# [Document excerpt]
#####
A major argument against early treatment of MS is that ‘I may have benign MS’, therefore treating me with DMTs is unnecessary as MS is not going to affect me very much in the long-term. I agree if you have benign MS then you don’t need treatment. However, the difficulty with making a diagnosis of benign MS early on in the course of the disease as been stressed many times before on this blog. This is why a wait-and-see approach to defining your prognosis, should be an active wait-and-see approach. Not the go away and come back and see me when you have a relapse. Most MS disease activity occurs at a sub-clinical level which is why we need MRI monitor to assess MS disease activity. As more data emerges the more sophisticated MRI and biomarker techniques will be needed, to measure more subtle signs of damage.
#####
# [Recorded data]
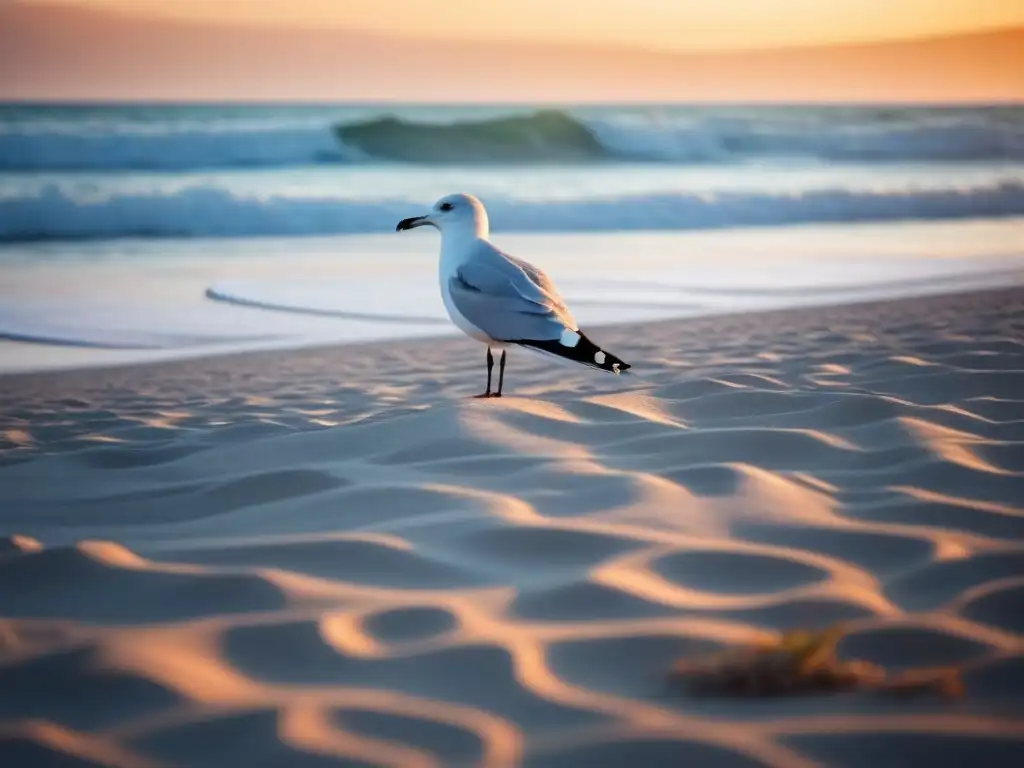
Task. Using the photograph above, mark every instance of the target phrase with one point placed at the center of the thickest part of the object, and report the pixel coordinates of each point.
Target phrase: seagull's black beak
(412, 223)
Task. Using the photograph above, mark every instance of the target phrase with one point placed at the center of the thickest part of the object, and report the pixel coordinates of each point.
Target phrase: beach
(334, 555)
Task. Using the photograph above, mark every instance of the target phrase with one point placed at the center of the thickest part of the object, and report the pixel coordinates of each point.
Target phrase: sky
(550, 51)
(658, 25)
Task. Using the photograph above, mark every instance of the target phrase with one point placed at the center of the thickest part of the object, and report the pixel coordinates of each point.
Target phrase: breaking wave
(544, 136)
(212, 212)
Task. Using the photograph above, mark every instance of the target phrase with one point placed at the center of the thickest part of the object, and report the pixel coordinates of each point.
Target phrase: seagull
(501, 300)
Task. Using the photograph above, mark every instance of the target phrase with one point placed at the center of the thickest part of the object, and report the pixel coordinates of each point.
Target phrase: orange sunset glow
(750, 50)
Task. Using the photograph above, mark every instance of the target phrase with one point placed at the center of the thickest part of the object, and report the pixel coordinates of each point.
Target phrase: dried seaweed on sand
(804, 663)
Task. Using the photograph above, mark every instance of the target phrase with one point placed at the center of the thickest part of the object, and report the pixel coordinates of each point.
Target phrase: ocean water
(145, 231)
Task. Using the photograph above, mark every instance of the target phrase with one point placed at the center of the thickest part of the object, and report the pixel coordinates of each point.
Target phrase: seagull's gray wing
(507, 298)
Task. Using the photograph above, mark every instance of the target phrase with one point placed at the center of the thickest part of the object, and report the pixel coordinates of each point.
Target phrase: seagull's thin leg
(491, 365)
(501, 374)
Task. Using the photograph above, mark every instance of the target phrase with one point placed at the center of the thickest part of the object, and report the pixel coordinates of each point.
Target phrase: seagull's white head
(460, 213)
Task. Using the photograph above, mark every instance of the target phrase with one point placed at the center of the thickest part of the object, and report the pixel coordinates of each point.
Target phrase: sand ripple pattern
(333, 558)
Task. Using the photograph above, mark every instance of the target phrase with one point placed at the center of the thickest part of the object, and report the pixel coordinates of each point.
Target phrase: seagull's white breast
(454, 251)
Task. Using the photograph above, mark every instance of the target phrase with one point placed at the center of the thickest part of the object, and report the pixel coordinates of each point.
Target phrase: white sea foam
(209, 211)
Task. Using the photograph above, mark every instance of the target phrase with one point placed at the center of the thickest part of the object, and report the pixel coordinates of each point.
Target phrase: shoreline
(616, 329)
(337, 555)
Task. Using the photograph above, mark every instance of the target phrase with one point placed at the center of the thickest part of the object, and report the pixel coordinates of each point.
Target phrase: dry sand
(333, 557)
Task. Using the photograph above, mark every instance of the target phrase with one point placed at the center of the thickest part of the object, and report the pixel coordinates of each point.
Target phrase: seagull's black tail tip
(585, 351)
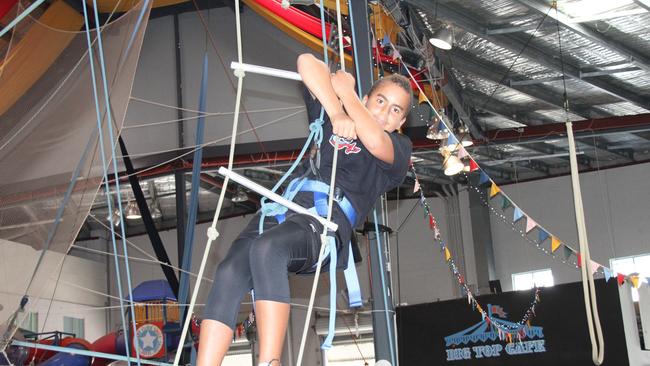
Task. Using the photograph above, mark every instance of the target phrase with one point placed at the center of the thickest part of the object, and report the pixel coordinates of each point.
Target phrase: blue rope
(105, 169)
(354, 49)
(194, 195)
(114, 160)
(383, 289)
(315, 134)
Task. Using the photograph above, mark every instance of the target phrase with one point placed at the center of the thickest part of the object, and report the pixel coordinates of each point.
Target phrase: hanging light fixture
(465, 137)
(132, 211)
(452, 165)
(437, 131)
(442, 38)
(240, 196)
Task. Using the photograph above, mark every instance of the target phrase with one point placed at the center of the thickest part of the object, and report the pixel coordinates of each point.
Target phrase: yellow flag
(555, 243)
(494, 190)
(422, 98)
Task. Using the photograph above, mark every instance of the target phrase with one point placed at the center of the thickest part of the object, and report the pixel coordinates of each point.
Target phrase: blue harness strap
(321, 194)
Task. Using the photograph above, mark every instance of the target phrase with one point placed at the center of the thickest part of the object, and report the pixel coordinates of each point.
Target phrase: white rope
(212, 231)
(588, 289)
(210, 114)
(324, 241)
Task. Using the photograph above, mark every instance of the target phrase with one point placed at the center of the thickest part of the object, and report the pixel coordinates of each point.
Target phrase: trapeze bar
(275, 197)
(74, 351)
(265, 71)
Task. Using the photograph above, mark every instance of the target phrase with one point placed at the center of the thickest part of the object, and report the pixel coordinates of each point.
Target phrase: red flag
(472, 165)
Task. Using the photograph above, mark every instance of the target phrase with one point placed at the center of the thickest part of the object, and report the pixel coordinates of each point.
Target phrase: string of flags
(454, 145)
(545, 240)
(506, 331)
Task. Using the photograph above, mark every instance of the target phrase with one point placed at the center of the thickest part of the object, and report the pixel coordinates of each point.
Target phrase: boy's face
(389, 105)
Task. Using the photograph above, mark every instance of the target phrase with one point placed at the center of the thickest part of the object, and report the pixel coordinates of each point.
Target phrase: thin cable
(324, 241)
(179, 157)
(103, 157)
(226, 69)
(588, 287)
(214, 114)
(213, 142)
(212, 231)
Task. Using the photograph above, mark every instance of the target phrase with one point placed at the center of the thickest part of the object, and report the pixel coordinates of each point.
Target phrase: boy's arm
(316, 76)
(371, 134)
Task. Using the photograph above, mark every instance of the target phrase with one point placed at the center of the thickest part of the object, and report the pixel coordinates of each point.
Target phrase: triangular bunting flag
(472, 165)
(594, 267)
(542, 235)
(494, 190)
(462, 153)
(483, 178)
(555, 243)
(505, 202)
(530, 224)
(608, 273)
(518, 214)
(396, 54)
(422, 98)
(386, 40)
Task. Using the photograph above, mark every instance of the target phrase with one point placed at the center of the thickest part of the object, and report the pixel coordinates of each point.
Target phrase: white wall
(616, 205)
(55, 291)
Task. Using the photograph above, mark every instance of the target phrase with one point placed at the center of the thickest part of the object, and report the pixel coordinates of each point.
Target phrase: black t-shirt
(360, 175)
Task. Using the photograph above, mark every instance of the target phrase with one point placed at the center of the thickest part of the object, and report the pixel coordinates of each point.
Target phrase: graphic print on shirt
(349, 145)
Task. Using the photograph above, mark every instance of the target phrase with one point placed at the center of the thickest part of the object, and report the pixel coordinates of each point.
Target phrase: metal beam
(635, 57)
(516, 44)
(502, 110)
(643, 3)
(449, 85)
(465, 61)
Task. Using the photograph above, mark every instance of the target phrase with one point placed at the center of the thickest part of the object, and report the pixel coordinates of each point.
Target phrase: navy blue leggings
(262, 262)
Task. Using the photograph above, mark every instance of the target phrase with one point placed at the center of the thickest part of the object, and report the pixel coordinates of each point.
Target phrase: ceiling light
(437, 131)
(132, 211)
(442, 38)
(452, 165)
(241, 196)
(465, 137)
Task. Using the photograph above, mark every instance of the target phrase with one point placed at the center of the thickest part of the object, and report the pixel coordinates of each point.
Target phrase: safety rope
(212, 230)
(113, 145)
(325, 242)
(588, 288)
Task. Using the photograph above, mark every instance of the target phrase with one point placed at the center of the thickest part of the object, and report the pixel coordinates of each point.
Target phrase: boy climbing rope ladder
(374, 159)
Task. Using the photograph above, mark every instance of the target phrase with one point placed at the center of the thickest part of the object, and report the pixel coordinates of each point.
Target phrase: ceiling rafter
(635, 57)
(515, 44)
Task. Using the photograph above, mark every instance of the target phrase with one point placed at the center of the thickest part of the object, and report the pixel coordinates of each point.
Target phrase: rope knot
(273, 209)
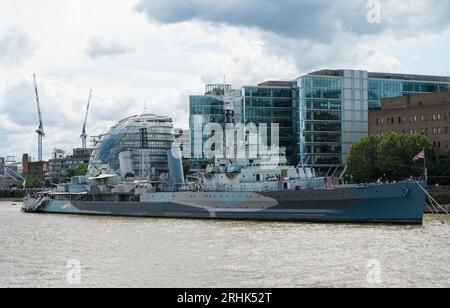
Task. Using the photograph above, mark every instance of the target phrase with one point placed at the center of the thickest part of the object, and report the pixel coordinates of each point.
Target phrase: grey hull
(393, 203)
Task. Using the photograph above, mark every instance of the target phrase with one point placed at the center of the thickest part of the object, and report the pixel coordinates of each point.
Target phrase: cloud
(316, 20)
(98, 48)
(15, 46)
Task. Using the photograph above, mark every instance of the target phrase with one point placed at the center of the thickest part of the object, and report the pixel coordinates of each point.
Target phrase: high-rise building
(321, 114)
(142, 140)
(274, 102)
(210, 108)
(25, 165)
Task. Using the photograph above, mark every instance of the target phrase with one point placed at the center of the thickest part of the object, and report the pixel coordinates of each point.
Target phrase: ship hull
(390, 203)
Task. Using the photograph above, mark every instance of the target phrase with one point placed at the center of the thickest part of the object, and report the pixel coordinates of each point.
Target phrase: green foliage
(12, 194)
(389, 156)
(82, 170)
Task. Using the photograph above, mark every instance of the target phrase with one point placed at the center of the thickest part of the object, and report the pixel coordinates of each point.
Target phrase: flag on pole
(421, 155)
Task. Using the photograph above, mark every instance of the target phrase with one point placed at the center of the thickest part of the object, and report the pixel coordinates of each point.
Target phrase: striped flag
(421, 155)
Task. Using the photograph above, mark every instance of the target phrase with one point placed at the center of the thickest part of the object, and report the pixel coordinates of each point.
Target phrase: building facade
(427, 114)
(39, 169)
(62, 165)
(321, 114)
(145, 139)
(210, 108)
(334, 106)
(274, 102)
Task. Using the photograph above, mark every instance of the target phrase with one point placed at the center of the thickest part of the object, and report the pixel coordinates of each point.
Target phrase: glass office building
(207, 109)
(334, 106)
(275, 102)
(321, 115)
(146, 137)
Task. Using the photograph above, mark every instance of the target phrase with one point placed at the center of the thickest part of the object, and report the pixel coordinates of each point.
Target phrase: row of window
(413, 119)
(423, 131)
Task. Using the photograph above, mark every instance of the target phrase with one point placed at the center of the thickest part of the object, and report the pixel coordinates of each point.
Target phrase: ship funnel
(126, 165)
(176, 172)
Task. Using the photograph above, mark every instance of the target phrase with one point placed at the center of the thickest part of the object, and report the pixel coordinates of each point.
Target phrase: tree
(363, 162)
(389, 156)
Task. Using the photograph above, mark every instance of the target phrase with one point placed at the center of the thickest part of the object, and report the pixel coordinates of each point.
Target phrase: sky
(150, 55)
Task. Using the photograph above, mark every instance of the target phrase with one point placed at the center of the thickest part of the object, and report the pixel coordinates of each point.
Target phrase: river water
(39, 250)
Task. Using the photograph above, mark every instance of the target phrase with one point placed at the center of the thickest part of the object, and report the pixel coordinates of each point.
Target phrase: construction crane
(83, 132)
(40, 130)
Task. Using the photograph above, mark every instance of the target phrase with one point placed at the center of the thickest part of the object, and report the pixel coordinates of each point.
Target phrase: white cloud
(15, 46)
(98, 48)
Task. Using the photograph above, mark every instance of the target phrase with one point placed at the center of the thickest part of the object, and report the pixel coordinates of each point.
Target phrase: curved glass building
(146, 138)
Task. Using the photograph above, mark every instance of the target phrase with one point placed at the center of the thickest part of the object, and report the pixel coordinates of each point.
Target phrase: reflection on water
(119, 252)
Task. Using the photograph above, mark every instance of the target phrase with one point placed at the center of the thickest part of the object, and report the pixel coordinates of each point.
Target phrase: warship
(241, 190)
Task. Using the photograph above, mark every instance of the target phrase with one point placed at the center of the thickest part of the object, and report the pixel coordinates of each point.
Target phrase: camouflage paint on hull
(390, 203)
#####
# [Problem set]
[A] In the passage on benign MS above, why does the writer say the wait-and-see approach should be an active one? Answer in one to three sentences.
[B] According to the passage on benign MS, at what level does most MS disease activity occur?

# [Answers by task]
[A] It is hard to make a diagnosis of benign MS early in the course of the disease, so a person's prognosis can't safely be assumed. Because of this, the writer argues for active monitoring rather than telling the patient to come back only after a relapse.

[B] At a sub-clinical level.